▸ **TASK TO COMPLETE**
Would you copy only the lines below, beginning with the one that contains "Where can the plastic" and running through the last entry line?

▸ **RECORDS FOR THE TASK**
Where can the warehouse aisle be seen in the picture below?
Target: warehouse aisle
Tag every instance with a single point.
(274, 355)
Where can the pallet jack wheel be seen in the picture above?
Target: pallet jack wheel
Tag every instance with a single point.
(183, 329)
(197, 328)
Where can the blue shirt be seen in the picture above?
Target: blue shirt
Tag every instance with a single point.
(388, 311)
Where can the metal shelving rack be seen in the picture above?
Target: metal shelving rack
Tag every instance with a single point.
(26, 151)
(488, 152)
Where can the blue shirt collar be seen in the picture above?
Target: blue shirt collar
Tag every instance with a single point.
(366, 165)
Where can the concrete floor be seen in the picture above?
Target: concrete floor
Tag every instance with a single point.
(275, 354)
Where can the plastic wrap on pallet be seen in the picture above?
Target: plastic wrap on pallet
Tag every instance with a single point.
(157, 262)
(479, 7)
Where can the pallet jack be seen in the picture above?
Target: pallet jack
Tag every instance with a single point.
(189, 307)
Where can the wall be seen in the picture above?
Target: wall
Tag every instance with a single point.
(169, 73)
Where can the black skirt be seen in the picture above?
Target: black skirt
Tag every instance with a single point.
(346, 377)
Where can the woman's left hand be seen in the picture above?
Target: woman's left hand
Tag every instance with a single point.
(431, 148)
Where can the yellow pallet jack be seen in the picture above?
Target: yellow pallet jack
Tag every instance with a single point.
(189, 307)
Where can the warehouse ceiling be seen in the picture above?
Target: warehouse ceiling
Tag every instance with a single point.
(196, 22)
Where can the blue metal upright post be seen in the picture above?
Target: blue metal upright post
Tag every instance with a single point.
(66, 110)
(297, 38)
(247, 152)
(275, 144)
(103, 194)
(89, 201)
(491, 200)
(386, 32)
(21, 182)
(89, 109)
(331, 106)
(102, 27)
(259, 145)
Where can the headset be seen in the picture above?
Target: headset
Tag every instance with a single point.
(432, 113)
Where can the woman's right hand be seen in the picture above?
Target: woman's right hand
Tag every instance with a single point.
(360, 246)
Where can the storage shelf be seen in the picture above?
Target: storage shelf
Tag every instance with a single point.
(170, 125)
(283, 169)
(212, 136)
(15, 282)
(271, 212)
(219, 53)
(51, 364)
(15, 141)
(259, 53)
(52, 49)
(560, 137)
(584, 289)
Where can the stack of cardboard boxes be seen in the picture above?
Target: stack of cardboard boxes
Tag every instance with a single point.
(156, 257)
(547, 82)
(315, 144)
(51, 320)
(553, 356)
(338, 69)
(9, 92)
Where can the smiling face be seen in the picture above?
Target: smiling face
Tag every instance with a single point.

▸ **SOLUTION TO THIS PROBLEM**
Where can the plastic wrap on pallet be seen in the picture above?
Target: plastic wrap on pallet
Tag every instance with a single point.
(157, 262)
(479, 7)
Where can the pallet jack be seen in the picture above?
Target: pallet jack
Tag every instance with a single point.
(189, 307)
Where can the wall be seen in the picture above?
Target: wall
Tag every instance with a single point.
(169, 73)
Where can the black skirt be seen in the picture above?
Target: black skirt
Tag every instance with a single point.
(346, 377)
Where can the woman's left hand be seen in the picture above?
Target: woman's left hand
Tag every instance with a single point.
(431, 148)
Where can the yellow pallet jack be seen in the picture above?
Target: yellow pallet jack
Tag every instance with a single point.
(189, 307)
Where can the warehouse ceiling be seen in the picture above?
Target: warehouse ceiling
Tag every instance with a single point.
(196, 22)
Where can the blue metal upright post be seen in the picture above?
Target: blue metal upright post
Tag every instance with a single point.
(66, 110)
(297, 38)
(247, 152)
(275, 144)
(103, 194)
(89, 201)
(491, 200)
(386, 32)
(21, 182)
(89, 109)
(331, 106)
(102, 27)
(259, 145)
Where can the headset be seen in the picture above?
Target: headset
Tag every instance with a single point.
(432, 113)
Where can the woman's right hand be seen in the picture above?
Target: woman's right hand
Tag every instance with a single point.
(360, 246)
Where can the storage shelf be seen in the picture above?
Target: storage shelf
Tag every instance with a single point.
(170, 125)
(283, 169)
(212, 136)
(15, 282)
(271, 212)
(219, 53)
(51, 364)
(15, 141)
(259, 53)
(52, 49)
(560, 137)
(584, 289)
Where can the stack of cardboard boxes be seen in the picture above?
Target: stack of cardboard boxes
Tag every instance with a single point.
(156, 257)
(547, 82)
(315, 144)
(51, 320)
(553, 356)
(338, 69)
(9, 92)
Where can the smiling face be seen in the picture above?
Target: smiling face
Tag every instance with a single point.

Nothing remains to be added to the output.